* **Task**
Emit only the lines from the line containing "Where can the hairy" through the last line of the entries, unchanged.

* **Data to process**
►
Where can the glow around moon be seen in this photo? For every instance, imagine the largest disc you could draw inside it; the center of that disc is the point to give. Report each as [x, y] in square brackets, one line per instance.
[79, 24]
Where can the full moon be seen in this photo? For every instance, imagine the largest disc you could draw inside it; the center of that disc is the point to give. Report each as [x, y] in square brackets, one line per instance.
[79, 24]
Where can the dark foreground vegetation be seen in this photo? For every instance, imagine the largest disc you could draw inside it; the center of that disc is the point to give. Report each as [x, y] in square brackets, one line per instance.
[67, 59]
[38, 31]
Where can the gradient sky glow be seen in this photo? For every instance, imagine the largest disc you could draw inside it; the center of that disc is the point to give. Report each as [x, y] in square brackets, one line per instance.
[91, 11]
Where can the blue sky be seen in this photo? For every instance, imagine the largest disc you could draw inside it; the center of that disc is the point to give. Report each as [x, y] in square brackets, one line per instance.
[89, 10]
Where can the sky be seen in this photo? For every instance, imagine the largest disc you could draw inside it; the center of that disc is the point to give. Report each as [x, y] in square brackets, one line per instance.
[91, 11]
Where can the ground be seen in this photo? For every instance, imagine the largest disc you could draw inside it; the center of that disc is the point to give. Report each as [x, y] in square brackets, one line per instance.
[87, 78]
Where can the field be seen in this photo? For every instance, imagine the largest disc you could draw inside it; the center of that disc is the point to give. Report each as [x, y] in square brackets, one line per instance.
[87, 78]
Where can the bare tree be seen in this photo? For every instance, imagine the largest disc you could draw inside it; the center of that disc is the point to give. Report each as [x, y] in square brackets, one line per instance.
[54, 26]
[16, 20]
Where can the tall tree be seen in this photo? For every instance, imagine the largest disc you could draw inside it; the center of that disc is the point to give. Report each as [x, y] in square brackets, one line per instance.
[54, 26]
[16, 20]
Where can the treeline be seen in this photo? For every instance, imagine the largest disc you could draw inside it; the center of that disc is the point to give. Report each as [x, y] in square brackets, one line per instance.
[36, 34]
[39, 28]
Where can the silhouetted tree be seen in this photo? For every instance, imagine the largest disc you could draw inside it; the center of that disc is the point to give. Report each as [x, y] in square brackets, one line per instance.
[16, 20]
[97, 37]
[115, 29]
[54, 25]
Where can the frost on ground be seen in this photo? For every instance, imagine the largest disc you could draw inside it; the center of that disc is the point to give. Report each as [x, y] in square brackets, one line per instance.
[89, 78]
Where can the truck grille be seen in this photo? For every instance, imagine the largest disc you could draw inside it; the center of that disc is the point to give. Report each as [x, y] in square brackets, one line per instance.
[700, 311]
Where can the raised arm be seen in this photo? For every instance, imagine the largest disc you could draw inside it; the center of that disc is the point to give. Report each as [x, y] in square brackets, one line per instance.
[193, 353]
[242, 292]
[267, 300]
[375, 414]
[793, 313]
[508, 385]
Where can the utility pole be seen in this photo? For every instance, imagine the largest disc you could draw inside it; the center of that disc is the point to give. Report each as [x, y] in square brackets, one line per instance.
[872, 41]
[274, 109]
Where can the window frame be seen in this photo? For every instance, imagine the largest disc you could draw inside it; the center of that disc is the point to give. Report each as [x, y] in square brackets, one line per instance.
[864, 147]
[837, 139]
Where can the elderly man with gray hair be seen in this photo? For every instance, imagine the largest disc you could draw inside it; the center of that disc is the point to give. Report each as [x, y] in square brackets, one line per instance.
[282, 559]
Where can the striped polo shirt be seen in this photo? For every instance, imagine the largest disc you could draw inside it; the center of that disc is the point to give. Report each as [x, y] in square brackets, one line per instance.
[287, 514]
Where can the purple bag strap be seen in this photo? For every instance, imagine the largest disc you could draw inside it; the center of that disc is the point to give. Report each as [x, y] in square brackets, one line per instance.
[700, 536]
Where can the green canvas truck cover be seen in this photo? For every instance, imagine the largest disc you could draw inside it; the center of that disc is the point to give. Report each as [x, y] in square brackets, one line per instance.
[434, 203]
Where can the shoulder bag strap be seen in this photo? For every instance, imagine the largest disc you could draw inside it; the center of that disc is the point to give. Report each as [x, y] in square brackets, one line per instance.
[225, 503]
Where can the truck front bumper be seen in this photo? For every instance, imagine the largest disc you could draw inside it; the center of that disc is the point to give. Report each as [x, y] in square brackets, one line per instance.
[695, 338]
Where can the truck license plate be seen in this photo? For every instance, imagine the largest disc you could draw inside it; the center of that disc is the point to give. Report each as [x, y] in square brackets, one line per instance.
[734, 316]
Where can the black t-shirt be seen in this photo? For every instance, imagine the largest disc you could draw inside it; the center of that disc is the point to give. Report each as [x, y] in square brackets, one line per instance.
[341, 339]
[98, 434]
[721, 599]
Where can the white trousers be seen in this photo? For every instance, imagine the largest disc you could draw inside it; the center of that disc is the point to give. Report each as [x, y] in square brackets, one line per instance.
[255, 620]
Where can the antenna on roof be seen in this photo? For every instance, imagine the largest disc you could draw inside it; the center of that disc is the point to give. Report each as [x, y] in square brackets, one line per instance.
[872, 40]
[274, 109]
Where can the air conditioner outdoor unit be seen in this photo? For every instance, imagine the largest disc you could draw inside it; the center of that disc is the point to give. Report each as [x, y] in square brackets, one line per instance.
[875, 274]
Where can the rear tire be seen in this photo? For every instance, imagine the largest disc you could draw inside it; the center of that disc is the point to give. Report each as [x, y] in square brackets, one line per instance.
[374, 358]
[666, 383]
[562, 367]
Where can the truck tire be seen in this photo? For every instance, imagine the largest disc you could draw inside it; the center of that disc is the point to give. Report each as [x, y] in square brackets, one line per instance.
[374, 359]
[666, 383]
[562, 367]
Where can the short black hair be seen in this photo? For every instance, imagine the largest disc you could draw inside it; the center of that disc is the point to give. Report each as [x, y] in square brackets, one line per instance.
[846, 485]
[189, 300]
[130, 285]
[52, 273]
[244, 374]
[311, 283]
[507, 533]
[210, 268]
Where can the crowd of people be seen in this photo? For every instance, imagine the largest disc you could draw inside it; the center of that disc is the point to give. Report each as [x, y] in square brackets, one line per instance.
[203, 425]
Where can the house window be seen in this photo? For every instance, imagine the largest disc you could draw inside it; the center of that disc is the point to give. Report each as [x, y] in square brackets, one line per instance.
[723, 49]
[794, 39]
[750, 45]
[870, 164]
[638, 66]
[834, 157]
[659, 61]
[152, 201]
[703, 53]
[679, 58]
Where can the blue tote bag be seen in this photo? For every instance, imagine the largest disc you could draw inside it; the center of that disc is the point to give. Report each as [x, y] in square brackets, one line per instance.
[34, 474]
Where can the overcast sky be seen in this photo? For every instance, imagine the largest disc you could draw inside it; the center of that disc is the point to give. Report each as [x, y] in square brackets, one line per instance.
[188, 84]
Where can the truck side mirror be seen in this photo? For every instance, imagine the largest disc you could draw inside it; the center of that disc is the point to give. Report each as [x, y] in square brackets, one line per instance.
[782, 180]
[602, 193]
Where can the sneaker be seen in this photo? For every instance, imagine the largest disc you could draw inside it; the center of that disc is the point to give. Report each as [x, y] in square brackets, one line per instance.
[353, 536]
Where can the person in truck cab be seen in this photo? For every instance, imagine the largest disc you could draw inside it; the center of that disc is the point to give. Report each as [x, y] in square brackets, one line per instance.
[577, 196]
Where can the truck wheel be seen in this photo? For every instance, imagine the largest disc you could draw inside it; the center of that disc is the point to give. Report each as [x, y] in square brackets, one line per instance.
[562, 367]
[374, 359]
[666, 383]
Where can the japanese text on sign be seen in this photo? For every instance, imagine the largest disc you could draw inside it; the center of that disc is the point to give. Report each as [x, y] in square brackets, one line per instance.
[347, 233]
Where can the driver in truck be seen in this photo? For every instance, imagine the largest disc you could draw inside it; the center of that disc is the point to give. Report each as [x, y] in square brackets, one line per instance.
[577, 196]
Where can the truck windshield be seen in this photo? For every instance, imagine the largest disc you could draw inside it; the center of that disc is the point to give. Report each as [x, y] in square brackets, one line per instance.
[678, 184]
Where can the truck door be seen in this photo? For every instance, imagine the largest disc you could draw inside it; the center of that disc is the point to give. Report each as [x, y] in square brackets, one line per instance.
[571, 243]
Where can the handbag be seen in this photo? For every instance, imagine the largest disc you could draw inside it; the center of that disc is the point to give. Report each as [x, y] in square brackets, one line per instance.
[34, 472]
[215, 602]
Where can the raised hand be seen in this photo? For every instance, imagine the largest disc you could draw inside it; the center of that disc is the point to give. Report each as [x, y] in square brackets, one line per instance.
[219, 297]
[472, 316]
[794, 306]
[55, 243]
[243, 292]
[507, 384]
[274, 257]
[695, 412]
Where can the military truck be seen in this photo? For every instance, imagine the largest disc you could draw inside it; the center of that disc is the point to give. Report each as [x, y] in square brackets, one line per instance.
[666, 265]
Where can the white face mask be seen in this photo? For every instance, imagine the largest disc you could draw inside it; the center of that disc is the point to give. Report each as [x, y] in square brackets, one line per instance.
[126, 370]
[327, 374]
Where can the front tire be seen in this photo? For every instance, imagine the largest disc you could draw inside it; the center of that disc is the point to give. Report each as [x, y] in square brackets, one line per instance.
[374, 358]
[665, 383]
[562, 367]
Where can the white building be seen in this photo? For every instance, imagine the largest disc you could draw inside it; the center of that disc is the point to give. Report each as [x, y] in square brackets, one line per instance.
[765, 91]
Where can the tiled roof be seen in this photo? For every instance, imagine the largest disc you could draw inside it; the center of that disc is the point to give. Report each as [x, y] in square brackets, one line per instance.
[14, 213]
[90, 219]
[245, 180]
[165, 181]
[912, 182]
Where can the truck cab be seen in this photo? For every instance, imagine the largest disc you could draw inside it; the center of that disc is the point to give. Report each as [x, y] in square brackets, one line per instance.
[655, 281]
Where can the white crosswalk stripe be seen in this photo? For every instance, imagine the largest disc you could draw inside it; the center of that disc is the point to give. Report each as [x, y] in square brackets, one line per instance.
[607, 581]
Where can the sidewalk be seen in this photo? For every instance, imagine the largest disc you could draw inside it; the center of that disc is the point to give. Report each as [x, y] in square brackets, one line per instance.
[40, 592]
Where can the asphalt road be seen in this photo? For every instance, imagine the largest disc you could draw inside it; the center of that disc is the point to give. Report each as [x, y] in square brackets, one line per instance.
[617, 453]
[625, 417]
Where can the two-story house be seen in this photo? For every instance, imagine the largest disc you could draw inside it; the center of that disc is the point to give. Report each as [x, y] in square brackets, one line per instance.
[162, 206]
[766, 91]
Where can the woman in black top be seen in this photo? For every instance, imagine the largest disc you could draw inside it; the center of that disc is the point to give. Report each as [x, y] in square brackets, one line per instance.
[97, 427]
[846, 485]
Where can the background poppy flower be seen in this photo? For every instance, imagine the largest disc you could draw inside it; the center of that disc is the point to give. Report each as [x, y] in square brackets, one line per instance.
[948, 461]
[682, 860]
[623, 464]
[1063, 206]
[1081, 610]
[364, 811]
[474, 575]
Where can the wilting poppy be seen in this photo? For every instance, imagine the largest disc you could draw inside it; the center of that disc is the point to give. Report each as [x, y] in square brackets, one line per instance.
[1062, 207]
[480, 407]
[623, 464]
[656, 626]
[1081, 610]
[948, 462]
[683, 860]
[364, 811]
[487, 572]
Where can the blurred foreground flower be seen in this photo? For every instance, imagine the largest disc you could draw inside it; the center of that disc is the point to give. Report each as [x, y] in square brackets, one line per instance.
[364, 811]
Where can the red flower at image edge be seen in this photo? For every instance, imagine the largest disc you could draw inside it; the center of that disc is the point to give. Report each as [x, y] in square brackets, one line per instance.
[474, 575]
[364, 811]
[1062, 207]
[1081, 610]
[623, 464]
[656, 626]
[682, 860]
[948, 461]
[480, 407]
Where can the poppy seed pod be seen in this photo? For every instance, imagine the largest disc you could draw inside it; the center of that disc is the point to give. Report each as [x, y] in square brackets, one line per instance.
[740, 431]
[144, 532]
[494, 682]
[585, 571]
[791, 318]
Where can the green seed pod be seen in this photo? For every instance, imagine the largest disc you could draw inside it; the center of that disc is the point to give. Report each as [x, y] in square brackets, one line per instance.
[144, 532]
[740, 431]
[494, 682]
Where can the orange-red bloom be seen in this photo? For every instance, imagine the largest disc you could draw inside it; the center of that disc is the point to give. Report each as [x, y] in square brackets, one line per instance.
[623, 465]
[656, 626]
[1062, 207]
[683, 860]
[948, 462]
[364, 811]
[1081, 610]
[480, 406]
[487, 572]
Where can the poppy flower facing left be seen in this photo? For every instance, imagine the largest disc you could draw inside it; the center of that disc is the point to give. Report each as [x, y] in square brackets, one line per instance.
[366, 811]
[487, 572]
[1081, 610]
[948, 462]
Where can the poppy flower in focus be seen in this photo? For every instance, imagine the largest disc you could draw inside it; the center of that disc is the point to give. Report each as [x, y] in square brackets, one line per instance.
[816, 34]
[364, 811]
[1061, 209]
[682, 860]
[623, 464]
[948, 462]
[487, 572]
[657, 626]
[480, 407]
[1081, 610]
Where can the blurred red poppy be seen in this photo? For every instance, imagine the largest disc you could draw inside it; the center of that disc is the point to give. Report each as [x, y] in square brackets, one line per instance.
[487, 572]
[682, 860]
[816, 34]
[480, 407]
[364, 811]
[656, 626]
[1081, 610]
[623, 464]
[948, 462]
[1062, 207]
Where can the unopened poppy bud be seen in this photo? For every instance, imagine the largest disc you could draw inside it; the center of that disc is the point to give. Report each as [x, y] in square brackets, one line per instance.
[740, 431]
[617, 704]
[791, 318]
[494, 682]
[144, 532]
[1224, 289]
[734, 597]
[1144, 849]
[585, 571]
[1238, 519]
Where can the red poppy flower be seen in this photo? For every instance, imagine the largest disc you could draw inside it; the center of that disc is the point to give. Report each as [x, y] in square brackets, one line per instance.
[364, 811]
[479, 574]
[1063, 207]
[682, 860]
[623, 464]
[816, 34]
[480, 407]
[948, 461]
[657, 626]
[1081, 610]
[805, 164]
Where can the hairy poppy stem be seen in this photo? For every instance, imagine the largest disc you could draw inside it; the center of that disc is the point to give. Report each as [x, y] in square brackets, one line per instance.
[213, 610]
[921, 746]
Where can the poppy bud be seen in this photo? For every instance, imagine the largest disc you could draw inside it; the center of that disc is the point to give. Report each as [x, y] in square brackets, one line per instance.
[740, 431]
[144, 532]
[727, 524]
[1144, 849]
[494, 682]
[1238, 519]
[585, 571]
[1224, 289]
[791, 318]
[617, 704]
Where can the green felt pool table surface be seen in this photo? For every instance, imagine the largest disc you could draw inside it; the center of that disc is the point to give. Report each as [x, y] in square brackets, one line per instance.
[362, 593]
◄
* **Result for this exercise**
Where can the hairy poppy stem be seen in this photo? For every instance, imagine the largest disc you could draw inside it; the center of that disc is the point to give. Report each as [x, y] in square brackets, one line per instance.
[213, 610]
[921, 746]
Where can the poppy bud be seen in this photo? For every instance, imagine the largest disc you could draw inside it; the center of that disc is the point to give. Report each as [x, y] in square brackets, one line per instance.
[740, 431]
[144, 532]
[727, 524]
[1144, 849]
[494, 682]
[1238, 519]
[585, 571]
[1224, 289]
[791, 318]
[617, 704]
Where can the green felt pool table surface be seen in this photo? For every instance, imagine the largest disc you could draw inside it; the center of that disc is the point to give. Report each as [x, y] in square brackets, one line per instance.
[362, 593]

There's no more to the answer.